It is such a shame that this movie was never shown to a mass audience in the West, like the Gandhi biopic of 1982, in an age when media plays a major role in shaping narratives. Sir Christopher Lee himself has credited his portrayal of Jinnah as the best role he had ever played. He also lamented the fact that the West’s censure of the movie was due to it being a positive portrayal of a Muslim leader.

During his time in exile, Jinnah was constantly visited by Muslim leaders who begged him to return to India and continue his political struggle for their cause. Chaudhry Rehmat Ali and his group of friends met Jinnah during this time as well, and proposed to him a radical idea of a Muslim state comprising the western provinces of India which were majority Muslim. The Eastern provinces which were also Muslim majority were conveniently left out.

------------

▶ [WHAT THE TASK ASKS]
Answer these questions from the passage on Jinnah:
(a) Which of his roles did Sir Christopher Lee credit as the best he had ever played?
(b) According to Lee, why did the West censure the movie?
(c) Which provinces would make up the Muslim state that Chaudhry Rehmat Ali's group proposed?
Rely only on the passage about Jinnah to respond.

(Bounding box annotations for photos)
------------

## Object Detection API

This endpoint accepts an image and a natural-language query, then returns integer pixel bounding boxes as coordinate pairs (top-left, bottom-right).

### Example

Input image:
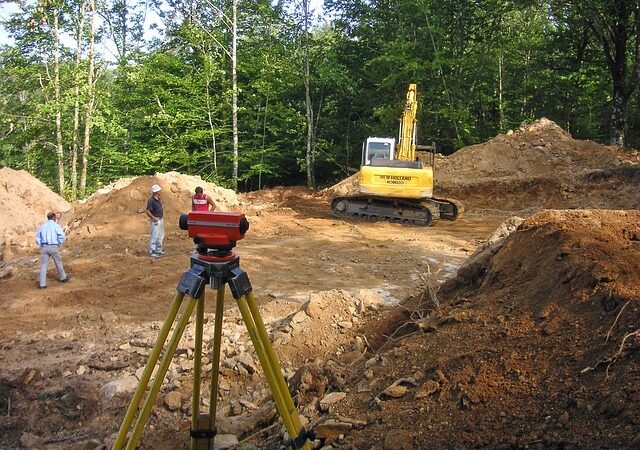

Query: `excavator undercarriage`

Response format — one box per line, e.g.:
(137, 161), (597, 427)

(331, 195), (458, 226)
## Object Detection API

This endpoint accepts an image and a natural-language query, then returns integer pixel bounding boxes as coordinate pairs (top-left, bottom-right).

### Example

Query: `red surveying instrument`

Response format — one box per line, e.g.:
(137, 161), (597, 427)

(112, 211), (314, 450)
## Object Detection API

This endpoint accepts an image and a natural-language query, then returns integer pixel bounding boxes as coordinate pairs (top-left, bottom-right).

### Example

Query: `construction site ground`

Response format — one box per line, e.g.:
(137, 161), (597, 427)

(0, 119), (640, 450)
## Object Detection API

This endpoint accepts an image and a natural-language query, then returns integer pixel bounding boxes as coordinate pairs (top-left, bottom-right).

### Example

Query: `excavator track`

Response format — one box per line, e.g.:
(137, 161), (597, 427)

(331, 196), (458, 227)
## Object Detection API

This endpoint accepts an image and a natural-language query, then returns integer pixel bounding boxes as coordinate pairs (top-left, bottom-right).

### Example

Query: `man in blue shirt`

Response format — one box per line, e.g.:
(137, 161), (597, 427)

(36, 212), (71, 289)
(145, 184), (164, 258)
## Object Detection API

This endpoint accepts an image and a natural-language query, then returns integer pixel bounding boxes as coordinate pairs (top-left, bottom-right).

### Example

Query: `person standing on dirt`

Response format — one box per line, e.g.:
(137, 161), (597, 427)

(145, 184), (165, 258)
(36, 212), (71, 289)
(191, 186), (216, 211)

------------

▶ [RESPONSE TO THIS TASK]
(a) His portrayal of Jinnah.
(b) Because it was a positive portrayal of a Muslim leader.
(c) The western provinces of India that were majority Muslim.